**Activity:** Write the next part of the news article on the complaint over the Mormon church's reporting of its Proposition 8 support, picking up after its last sentence.

**Extract provided:**
SAN FRANCISCO — A California gay-rights activist filed a complaint yesterday accusing the Mormon church of failing to report the full value of the work it did to support the state's new ban on same-sex marriage.
Fred Karger, the founder of Californians Against Hate, submitted the complaint to the enforcement division of the California Fair Political Practices Commission, the agency that regulates campaign activity.
Karger alleges that the Church of Jesus Christ of Latter-day Saints ran out-of-state phone banks, produced commercials and provided other services that must be reported as contributions to the Proposition 8 campaign.
"Let's be transparent here. If they are going to play in the political process, they need to abide by the rules like everyone else," he said.
Karger also notified the attorneys general of California and Utah, where the Mormon church is based.
Church spokeswoman Kim Farah said the church had complied with all campaign-finance laws and was confident an investigation would prove that.
Last month, the church reported making an in-kind donation of $2,078.97 to the coalition of faith organizations and conservative groups that sponsored California’s Proposition 8, a constitutional amendment that overturned the state Supreme Court decision legalizing gay marriage. It's the only donation listed under the church's name in support of the measure.
Based on in-kind contributions reported by other religious groups, Karger estimates that the Mormon church actually spent hundreds of thousands of dollars backing the marriage ban.
The Fair Political Practices Commission has 14 days to respond to Karger's allegations. The agency could decide to open an investigation, to warn the party named in the complaint or conclude no action is needed, according to commission spokesman Roman Porter.

**Data records:**

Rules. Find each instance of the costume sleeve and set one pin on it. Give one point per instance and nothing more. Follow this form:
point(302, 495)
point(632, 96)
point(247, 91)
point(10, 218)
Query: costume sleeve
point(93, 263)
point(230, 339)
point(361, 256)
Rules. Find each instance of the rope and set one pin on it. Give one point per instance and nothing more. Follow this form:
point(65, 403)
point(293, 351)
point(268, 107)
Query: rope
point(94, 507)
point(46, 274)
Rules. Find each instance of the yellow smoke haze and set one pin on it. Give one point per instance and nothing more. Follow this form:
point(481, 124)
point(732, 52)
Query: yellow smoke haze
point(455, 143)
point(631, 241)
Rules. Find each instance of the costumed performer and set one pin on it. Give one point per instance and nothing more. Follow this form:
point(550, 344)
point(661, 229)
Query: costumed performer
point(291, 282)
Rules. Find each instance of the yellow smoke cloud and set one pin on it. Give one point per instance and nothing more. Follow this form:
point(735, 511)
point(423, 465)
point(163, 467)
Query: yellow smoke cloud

...

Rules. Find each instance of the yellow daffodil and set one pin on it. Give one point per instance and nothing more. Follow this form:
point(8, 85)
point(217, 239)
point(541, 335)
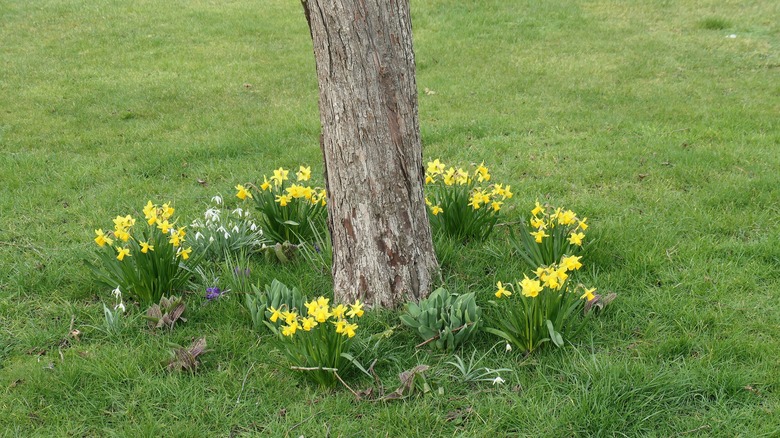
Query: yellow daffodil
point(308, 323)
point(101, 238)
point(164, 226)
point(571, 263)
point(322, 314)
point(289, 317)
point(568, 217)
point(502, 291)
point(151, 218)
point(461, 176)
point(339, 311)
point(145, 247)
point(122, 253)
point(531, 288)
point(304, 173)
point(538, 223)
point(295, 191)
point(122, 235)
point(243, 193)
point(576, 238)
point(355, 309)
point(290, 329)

**Response:**
Protests in the wake of the amendment's passage have focused largely on the Mormon church, which encouraged its members to support the ban.
Meanwhile, letters containing a suspicious white powder were sent yesterday to Mormon temples in Los Angeles and Salt Lake City that were the sites of protests against the church's support of the gay-marriage ban.
The temple in the Westwood area of Los Angeles was evacuated before a hazardous-materials crew determined the envelope's contents were not toxic, said FBI spokesman Jason Pack.
The temple in downtown Salt Lake City, where the church is based, received a similar envelope containing a white powder that spilled onto a clerk's hand.
The room was decontaminated and the envelope taken by the FBI for testing. The clerk showed no signs of illness, but the scare shut down a building at Temple Square for more than an hour, said Scott Freitag, a spokesman for the Salt Lake City Fire Department.
None of the writing on the envelope was threatening, and the church received no calls or messages related to the package, Freitag said.
Authorities are looking into several theories on who sent the letters and why, Pack said.